§ Work to be completed: Here are some records. Print all of them exactly.

§ Exercise inputs:
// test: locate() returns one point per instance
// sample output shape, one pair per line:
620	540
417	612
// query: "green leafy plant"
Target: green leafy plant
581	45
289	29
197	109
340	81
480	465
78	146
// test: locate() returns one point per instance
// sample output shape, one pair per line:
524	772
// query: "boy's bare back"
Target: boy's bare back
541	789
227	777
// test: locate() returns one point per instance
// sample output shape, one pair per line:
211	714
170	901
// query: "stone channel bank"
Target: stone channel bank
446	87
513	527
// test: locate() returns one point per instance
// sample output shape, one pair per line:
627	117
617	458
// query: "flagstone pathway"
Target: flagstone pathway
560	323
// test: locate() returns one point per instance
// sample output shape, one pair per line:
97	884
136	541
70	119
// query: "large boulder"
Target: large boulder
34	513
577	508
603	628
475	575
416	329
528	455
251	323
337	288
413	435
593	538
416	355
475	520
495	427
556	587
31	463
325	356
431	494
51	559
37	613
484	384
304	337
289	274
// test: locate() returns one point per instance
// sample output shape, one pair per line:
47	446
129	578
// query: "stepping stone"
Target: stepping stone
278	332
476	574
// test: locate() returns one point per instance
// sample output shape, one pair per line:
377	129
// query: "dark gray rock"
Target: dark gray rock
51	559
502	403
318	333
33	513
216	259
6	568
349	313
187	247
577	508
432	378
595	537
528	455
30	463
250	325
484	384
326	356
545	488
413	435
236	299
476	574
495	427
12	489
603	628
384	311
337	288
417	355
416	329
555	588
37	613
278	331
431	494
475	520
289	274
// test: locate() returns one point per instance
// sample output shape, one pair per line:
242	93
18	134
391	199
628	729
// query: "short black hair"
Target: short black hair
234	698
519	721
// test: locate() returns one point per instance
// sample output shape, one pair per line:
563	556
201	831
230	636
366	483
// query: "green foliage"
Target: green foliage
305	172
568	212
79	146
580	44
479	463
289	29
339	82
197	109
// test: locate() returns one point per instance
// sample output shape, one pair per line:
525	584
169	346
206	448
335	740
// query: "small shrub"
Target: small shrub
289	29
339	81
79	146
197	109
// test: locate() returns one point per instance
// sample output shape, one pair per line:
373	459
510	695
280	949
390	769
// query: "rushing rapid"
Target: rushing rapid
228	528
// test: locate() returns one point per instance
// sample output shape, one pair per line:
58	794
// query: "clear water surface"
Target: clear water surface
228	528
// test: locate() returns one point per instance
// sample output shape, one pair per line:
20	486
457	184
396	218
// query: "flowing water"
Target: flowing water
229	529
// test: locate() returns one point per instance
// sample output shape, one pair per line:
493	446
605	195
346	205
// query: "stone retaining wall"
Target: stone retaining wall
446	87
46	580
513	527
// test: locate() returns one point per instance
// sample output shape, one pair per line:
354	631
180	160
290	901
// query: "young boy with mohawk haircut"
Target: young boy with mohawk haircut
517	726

§ Result:
// test: locate() returns one point per instance
// sample output shape, one pair per line:
620	540
417	612
// query: "green leafy plant"
Target: green leafy plant
581	45
289	29
197	109
340	81
480	465
78	146
// test: locate() returns one point per instance
// sample output shape, one pair per line:
524	772
// query: "boy's bare back"
Target: boy's bare back
541	789
227	777
// test: locate() returns one point per instance
// sample output shape, one pair per line:
211	714
170	901
// query: "stone channel bank"
Target: stone channel bank
446	87
513	527
// test: locate() returns one point per instance
// sample output shape, one pair per line:
627	117
617	458
// query: "flagstone pathway"
Target: flagstone pathway
560	323
// test: locate() returns one point per instance
// sample output shape, one pair per line:
97	884
136	541
70	119
// query: "large boulder"
Target: large boulder
34	513
577	508
603	628
475	575
416	329
528	455
251	323
337	288
413	435
593	538
416	355
475	520
495	427
556	587
31	463
325	356
431	494
51	559
37	613
484	384
304	337
289	274
// test: locate() returns one point per instance
// sample output shape, one pair per line:
47	446
129	578
// query: "stepping stone"
Target: stepping stone
278	332
476	574
// test: locate() returns one point per instance
// sample output shape, one pair per line:
377	129
// query: "dark gray rock"
Target: dark gray rock
51	559
502	403
318	333
33	513
216	259
6	568
349	313
187	247
577	508
432	378
595	537
528	455
30	463
250	325
484	384
326	356
545	488
413	435
236	299
476	574
495	427
12	489
603	628
384	311
337	288
417	355
416	329
555	588
37	613
278	331
431	494
475	520
289	274
// test: locate() returns one point per instance
// sample output shape, one pair per line:
242	93
18	134
391	199
628	729
// query: "short black hair"
Target: short black hair
234	698
519	721
// test: locate() returns one point per instance
// sample output shape, one pair per line:
563	556
201	831
230	636
366	483
// query: "green foliage"
Target: green foliage
305	172
568	212
79	146
580	44
479	463
289	29
339	82
197	109
// test: locate() returns one point per instance
// sample output shape, one pair per line:
525	584
169	346
206	448
335	740
// query: "small shrub"
Target: small shrub
289	29
339	81
79	146
197	109
// test: locate() returns one point per instance
// sample output shape, one pair per line:
373	459
510	695
280	949
390	769
// query: "rushing rapid"
Target: rushing rapid
228	528
// test: locate() returns one point per instance
// sample output shape, one pair per line:
58	794
// query: "clear water surface"
Target: clear water surface
228	528
// test: locate() returns one point per instance
// sample output shape, one pair per line:
20	486
457	184
396	218
// query: "flowing water"
Target: flowing water
229	529
// test: locate() returns one point per instance
// sample output shape, one pair per line:
493	446
605	195
346	205
// query: "stone retaining wall"
Target: stone retaining wall
446	87
46	580
513	527
// test: locate() returns one point per instance
// sample output shape, one pair per line:
354	631
180	160
290	901
// query: "young boy with mohawk haircut"
Target: young boy with mohawk haircut
517	726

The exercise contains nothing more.